Given exercise ▸ Count the lines below that contain the word "white", and reply with the number alone.

* start Task input *

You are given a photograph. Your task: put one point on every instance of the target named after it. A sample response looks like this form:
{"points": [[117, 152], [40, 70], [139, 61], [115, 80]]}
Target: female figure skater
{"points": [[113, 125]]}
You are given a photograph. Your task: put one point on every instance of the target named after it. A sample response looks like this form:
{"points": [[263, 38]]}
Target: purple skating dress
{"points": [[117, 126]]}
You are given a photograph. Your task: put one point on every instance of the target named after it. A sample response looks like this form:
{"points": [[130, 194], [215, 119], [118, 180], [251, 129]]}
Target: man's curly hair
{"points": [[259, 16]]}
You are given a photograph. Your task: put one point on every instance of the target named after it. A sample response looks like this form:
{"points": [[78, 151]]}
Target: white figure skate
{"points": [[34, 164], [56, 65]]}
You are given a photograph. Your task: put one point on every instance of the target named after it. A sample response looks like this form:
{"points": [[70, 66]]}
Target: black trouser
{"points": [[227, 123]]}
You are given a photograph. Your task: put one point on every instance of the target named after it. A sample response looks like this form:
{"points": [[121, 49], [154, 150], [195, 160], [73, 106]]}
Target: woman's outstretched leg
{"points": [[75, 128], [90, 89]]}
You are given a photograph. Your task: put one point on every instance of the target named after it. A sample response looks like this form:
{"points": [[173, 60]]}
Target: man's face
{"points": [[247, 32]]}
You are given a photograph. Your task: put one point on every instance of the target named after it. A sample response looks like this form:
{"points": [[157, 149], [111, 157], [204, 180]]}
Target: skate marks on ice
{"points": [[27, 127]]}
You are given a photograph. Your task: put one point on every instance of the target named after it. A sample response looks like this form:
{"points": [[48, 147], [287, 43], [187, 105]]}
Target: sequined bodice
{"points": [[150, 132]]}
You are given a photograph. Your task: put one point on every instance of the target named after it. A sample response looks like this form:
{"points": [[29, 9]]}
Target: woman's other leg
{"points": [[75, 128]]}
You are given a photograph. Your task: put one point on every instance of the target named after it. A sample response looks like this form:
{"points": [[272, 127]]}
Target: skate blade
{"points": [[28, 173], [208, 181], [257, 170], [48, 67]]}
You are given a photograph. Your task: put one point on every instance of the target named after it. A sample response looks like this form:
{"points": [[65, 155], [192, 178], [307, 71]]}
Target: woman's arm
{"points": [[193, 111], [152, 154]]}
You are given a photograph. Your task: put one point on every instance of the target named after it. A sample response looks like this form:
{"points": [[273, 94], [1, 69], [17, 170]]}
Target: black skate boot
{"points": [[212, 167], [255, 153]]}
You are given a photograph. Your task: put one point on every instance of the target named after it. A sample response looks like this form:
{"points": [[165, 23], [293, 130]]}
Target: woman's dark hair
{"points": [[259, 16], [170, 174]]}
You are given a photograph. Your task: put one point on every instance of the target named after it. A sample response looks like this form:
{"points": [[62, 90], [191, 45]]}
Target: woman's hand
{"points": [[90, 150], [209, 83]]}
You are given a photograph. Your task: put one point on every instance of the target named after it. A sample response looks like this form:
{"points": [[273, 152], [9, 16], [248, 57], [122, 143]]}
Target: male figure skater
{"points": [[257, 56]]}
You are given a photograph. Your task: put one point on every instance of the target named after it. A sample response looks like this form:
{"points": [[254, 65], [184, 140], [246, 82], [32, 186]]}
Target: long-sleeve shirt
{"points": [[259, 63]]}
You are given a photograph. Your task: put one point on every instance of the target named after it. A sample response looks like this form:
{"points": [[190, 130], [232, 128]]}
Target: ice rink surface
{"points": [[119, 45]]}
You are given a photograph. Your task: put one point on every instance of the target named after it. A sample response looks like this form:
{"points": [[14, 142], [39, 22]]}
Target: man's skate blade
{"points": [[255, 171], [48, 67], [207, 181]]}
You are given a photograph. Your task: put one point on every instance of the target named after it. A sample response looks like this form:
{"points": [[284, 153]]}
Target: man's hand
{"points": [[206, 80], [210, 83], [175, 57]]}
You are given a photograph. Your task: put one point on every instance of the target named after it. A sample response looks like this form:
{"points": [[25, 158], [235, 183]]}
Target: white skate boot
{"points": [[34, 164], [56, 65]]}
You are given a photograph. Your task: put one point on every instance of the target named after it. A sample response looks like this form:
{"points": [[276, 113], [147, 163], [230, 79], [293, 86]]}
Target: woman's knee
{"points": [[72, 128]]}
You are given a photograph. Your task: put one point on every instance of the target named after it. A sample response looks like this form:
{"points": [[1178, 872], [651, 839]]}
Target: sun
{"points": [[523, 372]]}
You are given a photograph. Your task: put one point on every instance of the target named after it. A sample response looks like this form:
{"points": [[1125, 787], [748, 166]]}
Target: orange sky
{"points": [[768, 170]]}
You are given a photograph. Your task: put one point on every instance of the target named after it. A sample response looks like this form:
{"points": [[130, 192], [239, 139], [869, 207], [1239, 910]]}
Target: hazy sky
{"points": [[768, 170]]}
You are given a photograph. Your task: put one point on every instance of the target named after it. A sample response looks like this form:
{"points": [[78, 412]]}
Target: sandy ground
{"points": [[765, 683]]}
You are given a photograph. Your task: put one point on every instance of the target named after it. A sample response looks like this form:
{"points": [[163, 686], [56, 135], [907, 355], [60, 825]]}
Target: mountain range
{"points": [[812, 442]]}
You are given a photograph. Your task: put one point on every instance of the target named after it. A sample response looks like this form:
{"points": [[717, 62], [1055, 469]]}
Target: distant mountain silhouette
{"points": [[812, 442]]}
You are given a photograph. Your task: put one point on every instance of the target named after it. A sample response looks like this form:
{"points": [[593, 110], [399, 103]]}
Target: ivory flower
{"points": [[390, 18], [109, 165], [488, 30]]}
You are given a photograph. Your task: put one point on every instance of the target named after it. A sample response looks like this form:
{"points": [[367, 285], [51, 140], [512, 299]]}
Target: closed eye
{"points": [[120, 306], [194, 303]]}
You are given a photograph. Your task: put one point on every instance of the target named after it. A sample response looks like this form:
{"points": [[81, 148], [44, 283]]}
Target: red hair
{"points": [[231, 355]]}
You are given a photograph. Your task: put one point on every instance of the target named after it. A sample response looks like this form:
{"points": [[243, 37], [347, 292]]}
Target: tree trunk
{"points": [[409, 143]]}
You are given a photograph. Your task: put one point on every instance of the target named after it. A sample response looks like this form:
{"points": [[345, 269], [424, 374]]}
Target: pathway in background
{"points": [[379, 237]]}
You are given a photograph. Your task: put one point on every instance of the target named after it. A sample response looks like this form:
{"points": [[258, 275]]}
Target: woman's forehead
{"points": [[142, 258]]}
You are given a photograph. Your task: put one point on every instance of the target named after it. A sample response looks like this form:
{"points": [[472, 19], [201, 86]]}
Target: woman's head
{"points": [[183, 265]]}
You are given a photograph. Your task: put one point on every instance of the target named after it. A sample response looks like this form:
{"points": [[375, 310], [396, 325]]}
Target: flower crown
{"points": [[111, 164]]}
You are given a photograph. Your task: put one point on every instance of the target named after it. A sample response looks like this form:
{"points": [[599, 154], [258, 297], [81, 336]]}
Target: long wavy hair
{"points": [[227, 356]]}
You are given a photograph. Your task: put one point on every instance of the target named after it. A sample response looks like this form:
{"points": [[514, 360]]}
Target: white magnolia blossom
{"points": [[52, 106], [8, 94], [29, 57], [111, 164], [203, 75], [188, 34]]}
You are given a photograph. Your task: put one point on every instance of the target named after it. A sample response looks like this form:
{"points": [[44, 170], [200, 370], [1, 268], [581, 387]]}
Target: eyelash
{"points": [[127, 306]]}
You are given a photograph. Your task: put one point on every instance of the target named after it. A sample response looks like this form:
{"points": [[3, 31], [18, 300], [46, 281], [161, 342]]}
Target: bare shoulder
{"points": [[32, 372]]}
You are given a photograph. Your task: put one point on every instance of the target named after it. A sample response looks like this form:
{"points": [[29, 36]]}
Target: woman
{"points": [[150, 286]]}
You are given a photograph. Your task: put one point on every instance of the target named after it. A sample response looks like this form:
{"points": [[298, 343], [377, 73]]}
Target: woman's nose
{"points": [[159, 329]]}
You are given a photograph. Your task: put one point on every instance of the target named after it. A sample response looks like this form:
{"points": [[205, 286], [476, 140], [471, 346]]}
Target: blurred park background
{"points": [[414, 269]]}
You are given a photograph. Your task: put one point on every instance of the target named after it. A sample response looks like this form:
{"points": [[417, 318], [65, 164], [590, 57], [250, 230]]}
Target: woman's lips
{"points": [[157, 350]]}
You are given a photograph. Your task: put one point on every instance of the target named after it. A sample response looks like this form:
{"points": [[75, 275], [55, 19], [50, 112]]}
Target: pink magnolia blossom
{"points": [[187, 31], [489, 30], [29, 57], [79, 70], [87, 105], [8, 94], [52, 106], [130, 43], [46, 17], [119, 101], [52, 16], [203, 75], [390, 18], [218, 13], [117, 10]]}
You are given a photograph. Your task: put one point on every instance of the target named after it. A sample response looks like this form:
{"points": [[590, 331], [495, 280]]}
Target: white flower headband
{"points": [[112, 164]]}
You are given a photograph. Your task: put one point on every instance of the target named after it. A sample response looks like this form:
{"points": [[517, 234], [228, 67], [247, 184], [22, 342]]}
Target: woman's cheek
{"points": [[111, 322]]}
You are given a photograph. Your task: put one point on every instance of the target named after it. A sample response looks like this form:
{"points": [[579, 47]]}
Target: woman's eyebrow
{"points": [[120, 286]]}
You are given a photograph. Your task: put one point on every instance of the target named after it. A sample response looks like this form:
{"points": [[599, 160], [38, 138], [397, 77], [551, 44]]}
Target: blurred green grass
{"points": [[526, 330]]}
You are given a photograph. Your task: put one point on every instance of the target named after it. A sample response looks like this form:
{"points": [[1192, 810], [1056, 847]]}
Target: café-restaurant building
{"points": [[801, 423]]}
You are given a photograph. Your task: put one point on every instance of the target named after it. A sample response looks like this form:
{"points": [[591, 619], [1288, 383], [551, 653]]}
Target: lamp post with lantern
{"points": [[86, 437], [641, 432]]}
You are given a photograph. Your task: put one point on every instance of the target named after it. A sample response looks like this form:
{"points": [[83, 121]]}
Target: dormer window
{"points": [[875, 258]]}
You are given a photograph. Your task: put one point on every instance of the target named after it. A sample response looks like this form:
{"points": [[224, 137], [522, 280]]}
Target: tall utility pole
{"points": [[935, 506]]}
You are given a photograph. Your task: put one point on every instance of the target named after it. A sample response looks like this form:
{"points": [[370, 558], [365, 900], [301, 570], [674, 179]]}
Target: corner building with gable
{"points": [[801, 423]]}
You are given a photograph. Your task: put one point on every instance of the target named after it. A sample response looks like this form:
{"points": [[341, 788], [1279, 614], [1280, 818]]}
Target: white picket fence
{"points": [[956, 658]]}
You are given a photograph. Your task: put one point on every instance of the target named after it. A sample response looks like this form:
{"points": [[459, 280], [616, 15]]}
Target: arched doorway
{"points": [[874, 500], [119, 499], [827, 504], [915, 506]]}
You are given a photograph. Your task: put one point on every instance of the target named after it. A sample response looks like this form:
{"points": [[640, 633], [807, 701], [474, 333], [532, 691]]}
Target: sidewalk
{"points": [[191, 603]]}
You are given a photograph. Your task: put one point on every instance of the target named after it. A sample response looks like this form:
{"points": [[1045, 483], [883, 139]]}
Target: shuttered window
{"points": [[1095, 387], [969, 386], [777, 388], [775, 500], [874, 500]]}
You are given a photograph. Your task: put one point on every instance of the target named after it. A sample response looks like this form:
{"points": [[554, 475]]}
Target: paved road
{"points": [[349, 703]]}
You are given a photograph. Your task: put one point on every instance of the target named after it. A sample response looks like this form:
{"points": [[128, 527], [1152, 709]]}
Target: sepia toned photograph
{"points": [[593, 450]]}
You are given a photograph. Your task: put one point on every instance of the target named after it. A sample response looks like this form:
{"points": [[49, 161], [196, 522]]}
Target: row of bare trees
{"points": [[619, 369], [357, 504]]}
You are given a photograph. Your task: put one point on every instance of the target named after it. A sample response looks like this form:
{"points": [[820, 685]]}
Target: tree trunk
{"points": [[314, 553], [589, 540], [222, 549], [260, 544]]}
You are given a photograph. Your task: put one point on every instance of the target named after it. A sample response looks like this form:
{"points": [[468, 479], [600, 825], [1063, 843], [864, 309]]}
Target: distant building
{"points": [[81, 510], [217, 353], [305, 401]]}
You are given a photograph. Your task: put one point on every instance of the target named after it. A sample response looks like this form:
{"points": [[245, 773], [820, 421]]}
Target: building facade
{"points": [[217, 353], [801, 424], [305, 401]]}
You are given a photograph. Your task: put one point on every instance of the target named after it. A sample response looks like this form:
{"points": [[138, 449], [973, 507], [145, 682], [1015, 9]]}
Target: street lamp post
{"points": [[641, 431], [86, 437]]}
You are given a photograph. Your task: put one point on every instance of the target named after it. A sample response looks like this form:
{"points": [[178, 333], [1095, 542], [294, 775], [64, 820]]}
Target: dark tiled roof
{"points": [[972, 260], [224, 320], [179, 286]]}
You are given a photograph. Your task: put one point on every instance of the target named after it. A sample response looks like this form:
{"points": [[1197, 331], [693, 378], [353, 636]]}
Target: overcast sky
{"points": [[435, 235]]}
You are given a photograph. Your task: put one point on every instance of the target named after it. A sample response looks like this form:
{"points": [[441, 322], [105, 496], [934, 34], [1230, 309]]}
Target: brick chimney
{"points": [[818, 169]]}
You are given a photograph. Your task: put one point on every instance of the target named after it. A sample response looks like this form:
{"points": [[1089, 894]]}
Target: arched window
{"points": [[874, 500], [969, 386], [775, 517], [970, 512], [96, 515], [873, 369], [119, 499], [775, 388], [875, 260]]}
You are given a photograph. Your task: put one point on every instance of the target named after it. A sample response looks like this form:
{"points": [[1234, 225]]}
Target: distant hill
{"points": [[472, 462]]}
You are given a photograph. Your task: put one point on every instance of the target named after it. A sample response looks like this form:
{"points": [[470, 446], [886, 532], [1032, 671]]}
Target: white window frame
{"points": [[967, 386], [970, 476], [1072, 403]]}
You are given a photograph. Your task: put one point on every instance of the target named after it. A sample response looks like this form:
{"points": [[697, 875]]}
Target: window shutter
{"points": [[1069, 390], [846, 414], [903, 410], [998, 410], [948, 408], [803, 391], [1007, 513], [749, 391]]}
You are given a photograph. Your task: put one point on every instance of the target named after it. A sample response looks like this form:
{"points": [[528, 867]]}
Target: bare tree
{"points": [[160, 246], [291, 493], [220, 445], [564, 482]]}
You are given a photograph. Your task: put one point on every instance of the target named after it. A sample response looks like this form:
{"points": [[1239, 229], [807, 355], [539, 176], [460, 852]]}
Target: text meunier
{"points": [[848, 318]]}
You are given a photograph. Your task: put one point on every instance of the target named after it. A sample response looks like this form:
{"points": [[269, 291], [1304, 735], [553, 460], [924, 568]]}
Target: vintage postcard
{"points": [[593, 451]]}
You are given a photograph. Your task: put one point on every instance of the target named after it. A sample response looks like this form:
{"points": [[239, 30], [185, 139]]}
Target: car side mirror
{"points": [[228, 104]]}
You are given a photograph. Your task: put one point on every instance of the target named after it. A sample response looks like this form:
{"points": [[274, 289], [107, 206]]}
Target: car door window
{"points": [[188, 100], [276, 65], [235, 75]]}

* end Task input *

Result of this task ▸ 6